*Given request*. In the records below, find the line containing "Tag the gutter" and repeat it and every line after it exactly, without pictures.

*Material for this exercise*.
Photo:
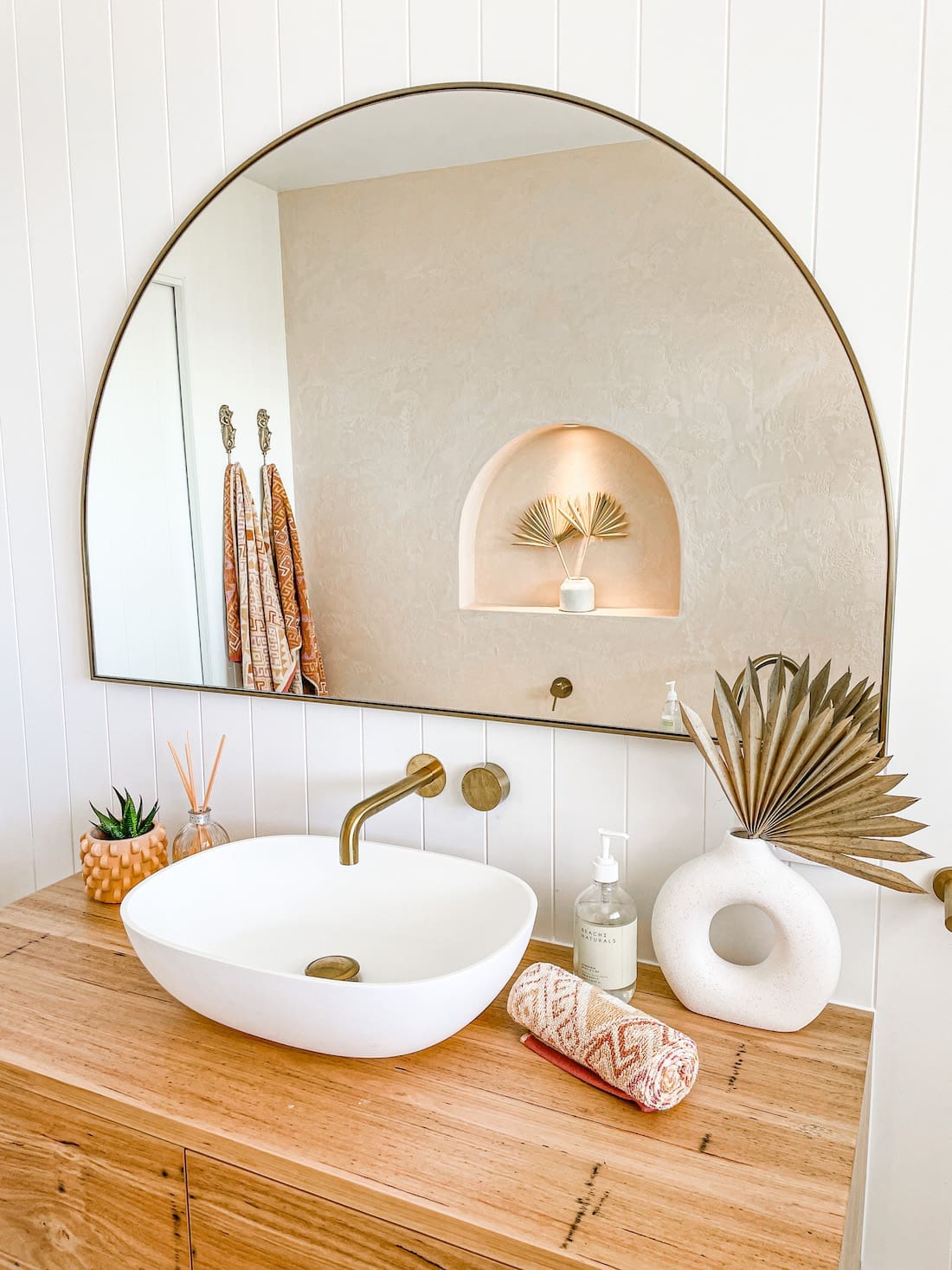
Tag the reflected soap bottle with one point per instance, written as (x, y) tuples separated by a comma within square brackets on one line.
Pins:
[(201, 834), (671, 715), (606, 944)]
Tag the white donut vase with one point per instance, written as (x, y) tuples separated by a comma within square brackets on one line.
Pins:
[(786, 990)]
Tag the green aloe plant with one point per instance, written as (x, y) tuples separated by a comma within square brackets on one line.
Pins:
[(130, 823)]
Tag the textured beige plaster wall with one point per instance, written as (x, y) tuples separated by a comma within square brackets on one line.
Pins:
[(638, 571), (433, 318)]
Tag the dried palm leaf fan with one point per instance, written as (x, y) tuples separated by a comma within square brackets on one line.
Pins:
[(544, 524), (805, 770), (598, 516)]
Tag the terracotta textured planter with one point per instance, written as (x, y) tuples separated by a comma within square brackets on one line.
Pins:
[(111, 869)]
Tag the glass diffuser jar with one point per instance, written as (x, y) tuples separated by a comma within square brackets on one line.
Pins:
[(201, 834)]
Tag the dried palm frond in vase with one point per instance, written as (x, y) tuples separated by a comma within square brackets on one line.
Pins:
[(804, 769), (598, 516), (544, 524)]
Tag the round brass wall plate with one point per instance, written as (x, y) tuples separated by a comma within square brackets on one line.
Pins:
[(486, 788), (440, 779)]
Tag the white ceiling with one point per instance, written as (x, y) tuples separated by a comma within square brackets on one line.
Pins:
[(434, 130)]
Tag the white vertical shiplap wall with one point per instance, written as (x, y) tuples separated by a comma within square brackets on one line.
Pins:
[(114, 119)]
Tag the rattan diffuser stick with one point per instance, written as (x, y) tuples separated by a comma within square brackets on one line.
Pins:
[(804, 769), (188, 781)]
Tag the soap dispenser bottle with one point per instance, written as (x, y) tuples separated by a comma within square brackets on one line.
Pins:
[(671, 715), (606, 946)]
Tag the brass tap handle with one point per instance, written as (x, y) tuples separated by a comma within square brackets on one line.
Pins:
[(942, 886), (486, 786), (560, 688)]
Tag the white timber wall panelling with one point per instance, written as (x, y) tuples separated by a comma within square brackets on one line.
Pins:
[(116, 121), (910, 1160)]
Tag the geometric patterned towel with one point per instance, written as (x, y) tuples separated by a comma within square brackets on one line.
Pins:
[(253, 617), (653, 1063), (280, 538)]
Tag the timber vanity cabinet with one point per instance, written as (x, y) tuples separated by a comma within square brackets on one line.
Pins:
[(138, 1136)]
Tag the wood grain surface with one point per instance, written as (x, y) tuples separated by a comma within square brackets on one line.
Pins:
[(240, 1220), (476, 1144), (78, 1193)]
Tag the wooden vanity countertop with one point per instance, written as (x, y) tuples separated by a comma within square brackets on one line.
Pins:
[(476, 1142)]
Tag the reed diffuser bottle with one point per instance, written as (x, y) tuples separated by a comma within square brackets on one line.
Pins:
[(201, 832), (198, 835)]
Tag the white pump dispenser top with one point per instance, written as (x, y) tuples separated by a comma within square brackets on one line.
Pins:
[(604, 867)]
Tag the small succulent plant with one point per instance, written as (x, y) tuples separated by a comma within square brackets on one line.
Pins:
[(130, 823)]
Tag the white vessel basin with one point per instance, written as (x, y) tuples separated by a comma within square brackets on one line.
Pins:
[(230, 932)]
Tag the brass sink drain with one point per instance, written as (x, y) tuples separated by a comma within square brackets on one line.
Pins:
[(335, 967)]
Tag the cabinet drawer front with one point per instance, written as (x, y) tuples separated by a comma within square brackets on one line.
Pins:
[(78, 1193), (241, 1220)]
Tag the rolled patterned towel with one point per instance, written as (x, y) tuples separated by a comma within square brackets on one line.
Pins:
[(645, 1060)]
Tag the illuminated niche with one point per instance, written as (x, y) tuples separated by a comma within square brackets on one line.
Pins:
[(635, 577)]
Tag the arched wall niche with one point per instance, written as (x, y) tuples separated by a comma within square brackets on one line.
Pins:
[(638, 576)]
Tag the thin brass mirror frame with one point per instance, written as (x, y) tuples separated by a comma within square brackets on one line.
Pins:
[(612, 114)]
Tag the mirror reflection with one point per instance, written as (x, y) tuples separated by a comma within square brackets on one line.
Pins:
[(460, 393)]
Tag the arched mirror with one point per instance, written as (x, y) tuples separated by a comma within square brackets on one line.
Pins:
[(511, 389)]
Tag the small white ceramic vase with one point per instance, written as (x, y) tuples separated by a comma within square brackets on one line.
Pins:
[(576, 596), (788, 990)]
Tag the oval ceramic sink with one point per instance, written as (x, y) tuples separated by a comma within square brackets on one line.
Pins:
[(230, 932)]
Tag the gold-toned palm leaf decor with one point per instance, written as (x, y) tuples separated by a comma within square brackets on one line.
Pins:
[(552, 519), (600, 516), (544, 524), (804, 769)]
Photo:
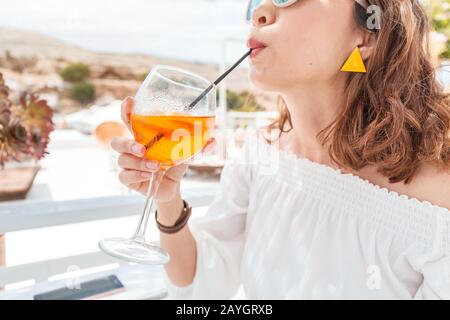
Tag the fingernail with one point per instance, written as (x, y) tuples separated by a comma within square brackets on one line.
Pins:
[(146, 174), (152, 165), (138, 149)]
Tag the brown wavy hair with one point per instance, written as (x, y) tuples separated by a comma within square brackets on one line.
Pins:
[(396, 115)]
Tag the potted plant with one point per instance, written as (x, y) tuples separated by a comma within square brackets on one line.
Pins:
[(24, 135)]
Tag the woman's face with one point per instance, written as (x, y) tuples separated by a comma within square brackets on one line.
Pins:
[(307, 42)]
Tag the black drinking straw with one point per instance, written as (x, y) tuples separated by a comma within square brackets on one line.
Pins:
[(215, 83)]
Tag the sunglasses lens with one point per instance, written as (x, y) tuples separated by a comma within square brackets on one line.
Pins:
[(251, 8)]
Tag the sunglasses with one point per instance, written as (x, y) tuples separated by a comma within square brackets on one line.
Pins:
[(360, 11)]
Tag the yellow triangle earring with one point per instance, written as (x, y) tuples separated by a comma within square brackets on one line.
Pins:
[(354, 63)]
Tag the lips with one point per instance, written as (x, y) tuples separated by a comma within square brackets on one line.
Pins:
[(256, 46)]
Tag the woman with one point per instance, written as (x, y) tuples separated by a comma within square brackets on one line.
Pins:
[(358, 203)]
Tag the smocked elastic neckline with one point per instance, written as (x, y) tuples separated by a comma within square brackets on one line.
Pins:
[(291, 158)]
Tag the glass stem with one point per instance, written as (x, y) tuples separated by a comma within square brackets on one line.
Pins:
[(153, 186)]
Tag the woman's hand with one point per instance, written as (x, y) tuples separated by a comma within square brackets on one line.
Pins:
[(136, 170)]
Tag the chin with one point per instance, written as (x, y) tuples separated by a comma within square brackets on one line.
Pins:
[(262, 81)]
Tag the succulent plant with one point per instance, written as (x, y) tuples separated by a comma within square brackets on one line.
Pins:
[(24, 127)]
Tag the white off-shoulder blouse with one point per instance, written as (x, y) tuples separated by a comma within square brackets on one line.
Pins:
[(285, 227)]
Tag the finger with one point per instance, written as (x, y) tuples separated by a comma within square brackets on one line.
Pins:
[(139, 186), (209, 145), (125, 145), (176, 173), (131, 162), (129, 177), (126, 109)]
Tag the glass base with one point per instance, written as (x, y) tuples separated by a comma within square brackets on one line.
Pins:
[(134, 251)]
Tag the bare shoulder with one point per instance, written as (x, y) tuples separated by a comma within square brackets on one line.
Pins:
[(432, 184)]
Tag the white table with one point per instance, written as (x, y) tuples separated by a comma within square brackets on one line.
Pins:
[(77, 183), (140, 282)]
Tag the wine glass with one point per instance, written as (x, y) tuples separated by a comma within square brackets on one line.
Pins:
[(173, 117)]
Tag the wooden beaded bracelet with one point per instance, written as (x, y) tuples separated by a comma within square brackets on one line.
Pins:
[(179, 224)]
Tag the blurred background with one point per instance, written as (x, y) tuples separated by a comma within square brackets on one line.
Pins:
[(83, 57)]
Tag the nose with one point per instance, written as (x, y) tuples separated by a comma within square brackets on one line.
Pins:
[(264, 14)]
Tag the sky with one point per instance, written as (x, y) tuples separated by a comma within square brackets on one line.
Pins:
[(192, 30)]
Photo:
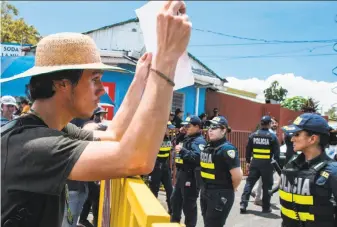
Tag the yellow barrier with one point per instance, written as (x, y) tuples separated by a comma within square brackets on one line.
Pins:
[(128, 202)]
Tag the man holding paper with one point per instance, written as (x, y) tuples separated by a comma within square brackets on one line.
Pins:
[(42, 150)]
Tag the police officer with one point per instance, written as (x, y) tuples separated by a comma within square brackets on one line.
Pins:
[(308, 186), (162, 172), (186, 190), (263, 146), (221, 174)]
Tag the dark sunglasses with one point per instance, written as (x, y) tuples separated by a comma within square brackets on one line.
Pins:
[(214, 127)]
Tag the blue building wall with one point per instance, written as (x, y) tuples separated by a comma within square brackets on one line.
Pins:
[(123, 82)]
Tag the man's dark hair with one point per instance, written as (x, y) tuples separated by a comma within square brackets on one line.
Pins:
[(274, 119), (265, 124), (24, 101), (323, 139), (42, 86)]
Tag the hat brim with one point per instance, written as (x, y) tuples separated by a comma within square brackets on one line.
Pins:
[(10, 103), (290, 129), (214, 122), (217, 123), (40, 70), (99, 112)]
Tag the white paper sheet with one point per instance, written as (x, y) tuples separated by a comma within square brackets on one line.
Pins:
[(147, 15)]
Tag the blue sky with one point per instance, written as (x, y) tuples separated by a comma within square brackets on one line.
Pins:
[(314, 20)]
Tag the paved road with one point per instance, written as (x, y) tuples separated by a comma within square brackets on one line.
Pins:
[(253, 218)]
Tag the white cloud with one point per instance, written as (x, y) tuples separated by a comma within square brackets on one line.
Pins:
[(296, 86)]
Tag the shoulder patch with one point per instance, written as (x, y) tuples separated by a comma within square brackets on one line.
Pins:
[(201, 147), (231, 153), (325, 174)]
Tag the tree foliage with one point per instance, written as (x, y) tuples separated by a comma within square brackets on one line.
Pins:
[(332, 113), (275, 92), (310, 106), (16, 30), (299, 103), (294, 103)]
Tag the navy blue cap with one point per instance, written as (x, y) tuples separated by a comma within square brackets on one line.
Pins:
[(194, 120), (308, 121), (219, 120), (99, 110), (266, 119), (170, 125)]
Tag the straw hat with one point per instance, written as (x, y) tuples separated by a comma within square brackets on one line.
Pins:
[(64, 51)]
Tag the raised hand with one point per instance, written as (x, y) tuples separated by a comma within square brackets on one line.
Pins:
[(142, 68), (173, 30)]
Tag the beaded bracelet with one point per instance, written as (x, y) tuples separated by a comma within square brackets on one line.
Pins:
[(162, 75)]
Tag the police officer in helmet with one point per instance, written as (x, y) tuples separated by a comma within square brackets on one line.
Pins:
[(262, 147), (221, 174), (308, 189), (187, 160), (162, 172)]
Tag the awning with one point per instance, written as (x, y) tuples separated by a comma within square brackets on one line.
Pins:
[(11, 66)]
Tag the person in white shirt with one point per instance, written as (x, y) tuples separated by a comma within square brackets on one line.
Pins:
[(257, 191)]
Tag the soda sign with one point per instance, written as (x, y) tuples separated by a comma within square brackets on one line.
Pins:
[(12, 49)]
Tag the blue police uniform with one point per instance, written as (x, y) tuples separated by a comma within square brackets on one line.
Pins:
[(308, 189), (217, 193), (162, 172), (262, 147), (186, 190)]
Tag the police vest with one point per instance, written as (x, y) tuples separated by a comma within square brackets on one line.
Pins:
[(187, 144), (262, 144), (213, 167), (304, 198), (164, 151)]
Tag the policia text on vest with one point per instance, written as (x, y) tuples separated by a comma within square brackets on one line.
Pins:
[(162, 172), (187, 187), (262, 147), (308, 187), (217, 193), (306, 192)]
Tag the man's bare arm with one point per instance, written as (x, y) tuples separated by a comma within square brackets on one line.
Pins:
[(236, 174), (136, 152), (119, 124)]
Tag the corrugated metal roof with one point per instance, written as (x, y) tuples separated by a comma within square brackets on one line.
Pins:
[(113, 25), (212, 73)]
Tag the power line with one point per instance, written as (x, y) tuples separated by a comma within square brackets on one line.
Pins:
[(236, 44), (240, 44), (264, 40), (287, 52), (259, 56)]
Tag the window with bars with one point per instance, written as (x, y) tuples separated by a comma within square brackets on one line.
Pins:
[(178, 101)]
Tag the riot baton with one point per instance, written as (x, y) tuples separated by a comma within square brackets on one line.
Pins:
[(278, 170), (276, 167)]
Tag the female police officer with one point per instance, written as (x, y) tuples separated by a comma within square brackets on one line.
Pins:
[(309, 180), (221, 174)]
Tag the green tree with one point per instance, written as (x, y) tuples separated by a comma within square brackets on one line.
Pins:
[(332, 113), (16, 30), (294, 103), (275, 92), (310, 106)]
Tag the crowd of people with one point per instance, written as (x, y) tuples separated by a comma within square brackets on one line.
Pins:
[(44, 156)]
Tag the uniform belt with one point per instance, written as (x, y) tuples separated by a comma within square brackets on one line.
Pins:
[(215, 186), (187, 170)]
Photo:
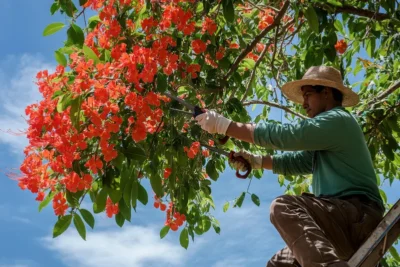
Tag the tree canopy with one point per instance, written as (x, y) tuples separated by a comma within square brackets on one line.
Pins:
[(104, 124)]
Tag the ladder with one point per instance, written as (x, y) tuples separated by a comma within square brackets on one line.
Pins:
[(381, 239)]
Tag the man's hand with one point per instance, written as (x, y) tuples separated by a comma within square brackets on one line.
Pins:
[(213, 122), (254, 160)]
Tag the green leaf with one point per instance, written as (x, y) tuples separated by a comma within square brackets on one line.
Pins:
[(62, 225), (339, 26), (115, 195), (388, 152), (249, 63), (53, 28), (68, 7), (60, 58), (370, 47), (255, 199), (330, 53), (75, 36), (335, 3), (135, 153), (80, 226), (101, 201), (312, 19), (88, 217), (383, 195), (184, 238), (134, 192), (211, 170), (228, 10), (164, 231), (162, 84), (82, 2), (156, 184), (225, 207), (125, 210), (94, 18), (239, 201), (90, 54), (73, 198), (119, 219), (142, 195), (127, 195), (46, 200), (206, 223)]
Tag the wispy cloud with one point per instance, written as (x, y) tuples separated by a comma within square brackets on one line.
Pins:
[(132, 246), (17, 263), (18, 89), (9, 214)]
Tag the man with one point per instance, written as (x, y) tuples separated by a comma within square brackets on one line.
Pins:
[(324, 228)]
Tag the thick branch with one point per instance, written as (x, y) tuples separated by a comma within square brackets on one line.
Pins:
[(391, 89), (275, 105), (356, 11), (256, 40)]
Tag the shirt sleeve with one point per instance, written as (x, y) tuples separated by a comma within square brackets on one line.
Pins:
[(293, 163), (319, 133)]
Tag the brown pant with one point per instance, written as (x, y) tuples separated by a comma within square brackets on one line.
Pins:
[(321, 231)]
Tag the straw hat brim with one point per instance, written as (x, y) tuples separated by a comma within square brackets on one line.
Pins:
[(292, 90)]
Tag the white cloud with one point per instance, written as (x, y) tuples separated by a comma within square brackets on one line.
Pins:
[(17, 263), (132, 246), (18, 89)]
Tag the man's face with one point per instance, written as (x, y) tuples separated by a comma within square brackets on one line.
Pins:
[(313, 102)]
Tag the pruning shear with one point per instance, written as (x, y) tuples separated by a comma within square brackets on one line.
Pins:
[(196, 111), (231, 156)]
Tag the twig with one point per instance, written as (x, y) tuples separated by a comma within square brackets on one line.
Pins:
[(275, 105), (355, 11), (377, 122), (381, 96), (254, 71)]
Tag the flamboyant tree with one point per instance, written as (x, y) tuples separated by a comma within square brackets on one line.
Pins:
[(105, 124)]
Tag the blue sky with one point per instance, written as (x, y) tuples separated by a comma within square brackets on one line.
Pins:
[(247, 238)]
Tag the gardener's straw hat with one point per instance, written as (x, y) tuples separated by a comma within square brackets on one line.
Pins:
[(320, 75)]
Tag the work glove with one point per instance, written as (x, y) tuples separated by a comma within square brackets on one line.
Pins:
[(213, 122), (254, 160)]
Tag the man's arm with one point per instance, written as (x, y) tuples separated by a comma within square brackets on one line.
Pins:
[(241, 131), (293, 163)]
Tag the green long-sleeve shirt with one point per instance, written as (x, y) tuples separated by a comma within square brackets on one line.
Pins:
[(330, 146)]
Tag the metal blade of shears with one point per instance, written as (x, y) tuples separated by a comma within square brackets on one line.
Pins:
[(231, 156), (182, 111)]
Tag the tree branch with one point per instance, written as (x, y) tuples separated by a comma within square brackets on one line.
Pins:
[(377, 122), (355, 11), (256, 40), (254, 71), (275, 105), (381, 96)]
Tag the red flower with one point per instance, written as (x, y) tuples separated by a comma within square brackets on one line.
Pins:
[(341, 46), (199, 46)]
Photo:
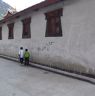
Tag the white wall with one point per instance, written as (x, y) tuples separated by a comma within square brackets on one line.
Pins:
[(75, 50)]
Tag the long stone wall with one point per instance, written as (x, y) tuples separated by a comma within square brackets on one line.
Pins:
[(75, 50)]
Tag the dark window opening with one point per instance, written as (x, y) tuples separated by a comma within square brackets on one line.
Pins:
[(53, 27), (26, 28), (0, 33), (11, 34)]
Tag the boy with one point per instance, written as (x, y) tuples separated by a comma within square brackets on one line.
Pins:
[(26, 57), (21, 54)]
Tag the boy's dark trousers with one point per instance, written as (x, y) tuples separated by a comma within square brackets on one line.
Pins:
[(21, 60), (26, 62)]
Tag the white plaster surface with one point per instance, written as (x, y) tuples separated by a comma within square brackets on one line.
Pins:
[(76, 47), (17, 80)]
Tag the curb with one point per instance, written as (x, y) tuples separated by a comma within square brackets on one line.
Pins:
[(68, 74)]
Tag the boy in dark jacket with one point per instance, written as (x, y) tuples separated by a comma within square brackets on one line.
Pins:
[(26, 57)]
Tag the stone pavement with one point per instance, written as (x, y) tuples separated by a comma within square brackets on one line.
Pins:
[(17, 80)]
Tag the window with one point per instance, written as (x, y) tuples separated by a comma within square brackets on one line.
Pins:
[(11, 34), (0, 33), (26, 28), (53, 27)]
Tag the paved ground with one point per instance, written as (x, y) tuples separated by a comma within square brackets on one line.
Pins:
[(17, 80)]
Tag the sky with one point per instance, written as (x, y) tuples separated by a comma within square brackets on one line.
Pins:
[(21, 4)]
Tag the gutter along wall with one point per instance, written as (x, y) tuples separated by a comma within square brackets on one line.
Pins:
[(74, 50)]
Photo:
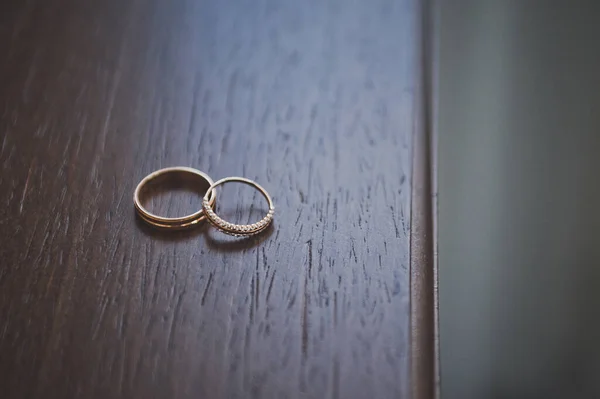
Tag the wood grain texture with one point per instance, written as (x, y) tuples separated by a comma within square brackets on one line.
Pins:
[(313, 99)]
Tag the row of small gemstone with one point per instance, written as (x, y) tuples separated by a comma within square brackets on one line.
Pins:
[(234, 229)]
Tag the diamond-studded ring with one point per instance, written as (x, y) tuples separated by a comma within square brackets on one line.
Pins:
[(237, 229)]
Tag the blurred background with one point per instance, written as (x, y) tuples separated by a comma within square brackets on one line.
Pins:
[(518, 121)]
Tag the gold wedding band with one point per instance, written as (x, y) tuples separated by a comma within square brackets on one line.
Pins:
[(176, 222), (237, 229)]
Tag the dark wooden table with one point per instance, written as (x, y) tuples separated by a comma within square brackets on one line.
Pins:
[(313, 99)]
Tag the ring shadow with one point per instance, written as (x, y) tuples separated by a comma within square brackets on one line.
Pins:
[(236, 245)]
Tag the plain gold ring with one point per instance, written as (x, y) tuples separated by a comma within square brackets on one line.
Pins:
[(176, 222), (237, 229)]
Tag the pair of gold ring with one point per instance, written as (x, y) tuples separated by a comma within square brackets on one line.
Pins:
[(207, 211)]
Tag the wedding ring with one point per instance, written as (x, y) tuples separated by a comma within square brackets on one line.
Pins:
[(174, 173), (237, 229)]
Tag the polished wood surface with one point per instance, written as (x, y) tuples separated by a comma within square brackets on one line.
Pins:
[(312, 99)]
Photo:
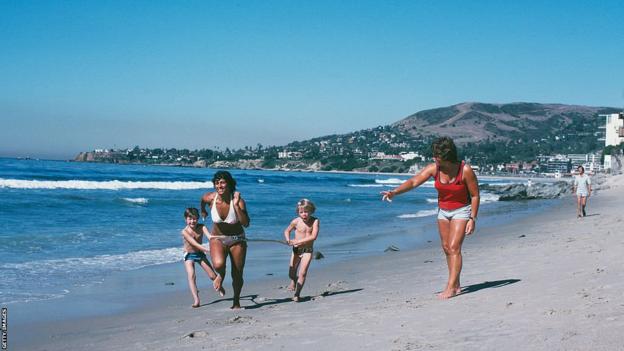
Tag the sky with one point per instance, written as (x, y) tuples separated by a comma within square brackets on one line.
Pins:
[(83, 75)]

*Expected output*.
Tag the gutter along wall with one point per instance, written as (x, y) tuples separated by a comma within square brackets on one line.
Pins:
[(74, 50)]
Photo:
Tag the wood grain texture with one point per instance, written as (x, y) tuples separated by a comma within square brackets on one line.
Pins:
[(313, 99)]
Tag the row of small gemstone with one point per instance, written as (x, y) tuples separated by a comma within square brackets on one line.
Pins:
[(234, 229)]
Tag the diamond-studded ring with one point per instance, written as (x, y) tuples separated by a comma within square brackets on one line.
Pins:
[(237, 229)]
Tag the blurred background with one point per instance, written as (x, y) tuples separated by a comma within square brackets on one line.
Pins:
[(518, 121)]
Tag the gold wedding band with one point per instance, written as (x, y) tuples separated by a comma within square brackets on one line.
Pins:
[(176, 222), (237, 229)]
Tag the dark wooden table with one point per instance, written as (x, y) tuples separated by a comma within square brackets on one line.
Pins:
[(313, 99)]
Tag the ring shadow with one point per instance, written as (x, y) tuples separated by a comma within square brackets on one line.
Pins:
[(236, 245)]
Tag the plain gold ring with one point per instance, written as (x, y) tuples separated by a comma within square brackets on one line.
Pins:
[(176, 222), (237, 229)]
Tag the pair of gold ring with one point per instance, written as (x, y) tuples separated by a comma within square brackets on one line.
Pins:
[(207, 211)]
Tag the wedding ring with one point per instance, written as (x, y) tuples separated by a comma within square brackets on one line.
Pins:
[(174, 173), (237, 229)]
Tag the polished wood surface with one point per instance, written as (x, y) tuples separated by a comma within square brackets on one line.
Pins:
[(312, 99)]
Photo:
Tag the sky with one point per instance, written as (x, y) tuples separated by a comma within square brackets on one line.
Pins:
[(83, 75)]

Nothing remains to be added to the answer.